December 18, 2001 - 1:33 AM

    I strongly feel the need to write something down, but I have no idea what it is that I need to write. I just spent about an hour talking to Lisa. We talked about many things, but love was an important one. She thinks I should pursue Alex. She said she'd never heard me talk of any boy the way I talk of him. Maybe it's true. Even so, I still have a huge cloud of dread concerning my furture hopes for a relationship with him. I just turned on my IMs to see if he was on. He's not. I guess fate didn't want us to meet this evening.

    For some reason, I really want to see Ophelia. I sent her a Christmas card today. It was among the many that I sent, but I made a special point of sending her one. I have this image of her mother going through the mail and pulling it out, handing it to her, and asking about me. Are we still friends? Had we had a fight? Why haven't I called? I don't know how Ophelia would reply. Ophelia's always so quiet, but surely she isn't that way with her mother. I wonder if she'd say that we're still friends. I wonder if she'd believe it.

    I suppose all my thoughts about Ophelia and her mother come from a recent dream. In the dream, I invited Ophelia over to my house. I wanted her to come with me to hear Lisa's choir sing. (Note: In reality, Lisa is not in any choir.) Ophelia was more poised than I've ever seen her in real life. She seemed years older than me. She informed me that her mother had passed away several months ago. I told her that I knew and I was sorry. When she realized why I had invited her there- to see Lisa's choir- she left. Thinking back on it now, I wonder if I subconsciously feel like Lisa came between us.

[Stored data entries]
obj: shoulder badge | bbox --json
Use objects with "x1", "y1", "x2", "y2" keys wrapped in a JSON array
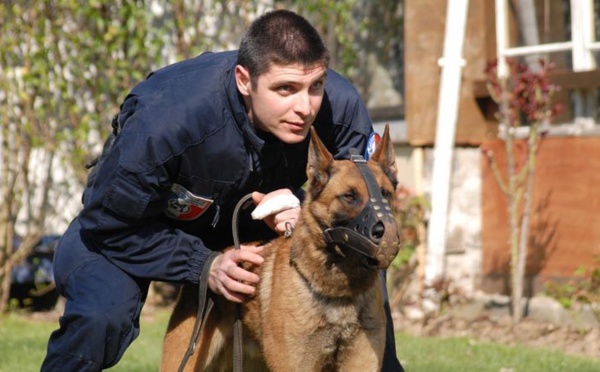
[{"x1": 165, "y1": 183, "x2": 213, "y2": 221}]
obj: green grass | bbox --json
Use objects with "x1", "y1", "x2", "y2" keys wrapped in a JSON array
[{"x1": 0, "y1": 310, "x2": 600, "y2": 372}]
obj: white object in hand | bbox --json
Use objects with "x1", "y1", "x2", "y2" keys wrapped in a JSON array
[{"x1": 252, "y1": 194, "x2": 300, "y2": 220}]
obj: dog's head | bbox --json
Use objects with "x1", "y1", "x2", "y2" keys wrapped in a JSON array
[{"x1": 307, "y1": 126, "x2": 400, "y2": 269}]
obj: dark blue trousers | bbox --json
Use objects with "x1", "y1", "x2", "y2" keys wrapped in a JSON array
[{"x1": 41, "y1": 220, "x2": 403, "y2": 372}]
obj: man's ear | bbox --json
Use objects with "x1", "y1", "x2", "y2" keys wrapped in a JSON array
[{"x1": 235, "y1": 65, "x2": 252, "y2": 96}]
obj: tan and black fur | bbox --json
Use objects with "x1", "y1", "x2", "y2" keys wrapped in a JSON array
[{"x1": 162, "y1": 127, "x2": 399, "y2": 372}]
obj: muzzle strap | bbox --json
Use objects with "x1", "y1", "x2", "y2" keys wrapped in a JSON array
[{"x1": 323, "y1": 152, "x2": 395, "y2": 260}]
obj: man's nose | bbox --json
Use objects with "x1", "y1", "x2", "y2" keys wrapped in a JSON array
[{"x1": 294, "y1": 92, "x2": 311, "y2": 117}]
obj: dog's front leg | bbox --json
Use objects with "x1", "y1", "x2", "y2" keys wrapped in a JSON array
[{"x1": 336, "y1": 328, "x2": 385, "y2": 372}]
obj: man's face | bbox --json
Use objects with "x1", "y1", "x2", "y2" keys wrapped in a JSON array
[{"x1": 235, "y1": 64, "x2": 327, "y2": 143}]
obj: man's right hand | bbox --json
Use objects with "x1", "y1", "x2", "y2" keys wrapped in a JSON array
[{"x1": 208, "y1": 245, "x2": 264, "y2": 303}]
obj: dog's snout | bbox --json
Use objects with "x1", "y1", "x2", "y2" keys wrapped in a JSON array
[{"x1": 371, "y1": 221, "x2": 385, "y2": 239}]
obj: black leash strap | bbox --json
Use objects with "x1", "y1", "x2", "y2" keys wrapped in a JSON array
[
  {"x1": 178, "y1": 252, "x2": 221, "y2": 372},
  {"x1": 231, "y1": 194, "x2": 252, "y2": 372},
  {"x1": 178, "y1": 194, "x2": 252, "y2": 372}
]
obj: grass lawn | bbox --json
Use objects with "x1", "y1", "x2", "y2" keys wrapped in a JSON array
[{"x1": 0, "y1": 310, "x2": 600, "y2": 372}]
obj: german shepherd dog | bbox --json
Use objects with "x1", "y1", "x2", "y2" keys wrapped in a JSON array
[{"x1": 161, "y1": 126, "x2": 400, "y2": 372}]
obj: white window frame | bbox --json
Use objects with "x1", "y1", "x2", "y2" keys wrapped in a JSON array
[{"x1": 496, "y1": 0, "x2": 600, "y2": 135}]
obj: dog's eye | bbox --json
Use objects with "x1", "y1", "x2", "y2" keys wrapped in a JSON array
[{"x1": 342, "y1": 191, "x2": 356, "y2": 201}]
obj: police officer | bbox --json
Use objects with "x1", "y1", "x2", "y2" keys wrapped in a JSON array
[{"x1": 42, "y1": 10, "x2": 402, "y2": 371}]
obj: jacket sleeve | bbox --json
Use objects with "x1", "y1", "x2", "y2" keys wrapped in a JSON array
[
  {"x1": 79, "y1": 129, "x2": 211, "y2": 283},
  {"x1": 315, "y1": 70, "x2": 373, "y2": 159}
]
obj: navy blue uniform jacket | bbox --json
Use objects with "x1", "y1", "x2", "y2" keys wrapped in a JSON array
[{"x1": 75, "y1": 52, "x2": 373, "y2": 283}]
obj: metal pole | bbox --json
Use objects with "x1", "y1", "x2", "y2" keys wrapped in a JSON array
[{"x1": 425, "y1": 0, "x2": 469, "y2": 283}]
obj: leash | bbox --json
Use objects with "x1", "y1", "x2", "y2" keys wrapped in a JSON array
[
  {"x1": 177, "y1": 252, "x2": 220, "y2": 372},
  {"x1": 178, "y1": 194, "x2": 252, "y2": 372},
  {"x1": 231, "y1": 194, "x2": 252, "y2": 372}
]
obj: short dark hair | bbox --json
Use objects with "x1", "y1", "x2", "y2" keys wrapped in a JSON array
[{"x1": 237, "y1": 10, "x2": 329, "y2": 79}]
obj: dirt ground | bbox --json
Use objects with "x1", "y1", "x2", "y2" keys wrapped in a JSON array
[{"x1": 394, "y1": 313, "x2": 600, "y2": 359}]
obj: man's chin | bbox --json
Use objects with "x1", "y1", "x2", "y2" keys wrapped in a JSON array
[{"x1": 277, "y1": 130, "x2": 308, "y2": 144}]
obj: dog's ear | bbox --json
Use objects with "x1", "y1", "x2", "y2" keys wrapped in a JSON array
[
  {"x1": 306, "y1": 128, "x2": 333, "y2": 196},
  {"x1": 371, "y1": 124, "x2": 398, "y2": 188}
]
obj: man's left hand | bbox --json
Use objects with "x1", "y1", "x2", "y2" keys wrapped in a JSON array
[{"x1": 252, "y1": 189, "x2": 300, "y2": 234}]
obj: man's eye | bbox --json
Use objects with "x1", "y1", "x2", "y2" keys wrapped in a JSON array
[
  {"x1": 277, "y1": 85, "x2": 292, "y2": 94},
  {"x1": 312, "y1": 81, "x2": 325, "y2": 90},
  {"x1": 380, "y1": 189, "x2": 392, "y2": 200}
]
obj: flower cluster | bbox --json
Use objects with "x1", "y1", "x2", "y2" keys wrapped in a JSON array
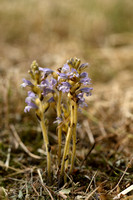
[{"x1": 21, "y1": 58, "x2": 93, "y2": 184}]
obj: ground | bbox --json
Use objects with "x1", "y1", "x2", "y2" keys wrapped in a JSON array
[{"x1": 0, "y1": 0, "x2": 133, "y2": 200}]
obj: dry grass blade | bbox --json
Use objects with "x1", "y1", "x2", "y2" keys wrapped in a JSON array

▶ _Directions_
(a) Can you rewrite the diary entry's paragraph beginning "For some reason, I really want to see Ophelia" as a short list that keeps its main facts?
(b) Could you carry the diary entry forward from its last sentence, in the same voice?

▶ _Answers provided_
(a)
- I want to see Ophelia, and today I made a special point of sending her a Christmas card among the many I sent.
- I imagine her mother handing her the card and asking about me: are we still friends, did we fight, why haven't I called?
- I don't know how Ophelia would answer. She's always quiet, though surely not with her mother.
- I wonder whether she'd say we're still friends, and whether she'd believe it.

(b)
    Not so long ago I had another dream about Ophelia. In it I receieved a letter from her. She told me that she had cancer, that she was dying, and that she needed me. I never actually saw her signature on the letter, but I knew instinctively who it was. I still feel a little haunted by it. Maybe it's my guilt. Is it possible that I destroyed our friendship on purpose? Why would I do that? And yet... I think I did.

    What's wrong with me? There's something wrong. I never have many friends. I always have a few close ones and I tend to drive them away. Then I feel nothing but remorse and sorrow that our friendship fell apart. Truthfully, the only friendship that I killed, buried, and successfully resurrected was my friendship with Lisa. And until tonight, I was starting to lose that too. I'm a mess. And maybe I'm too emotional right now.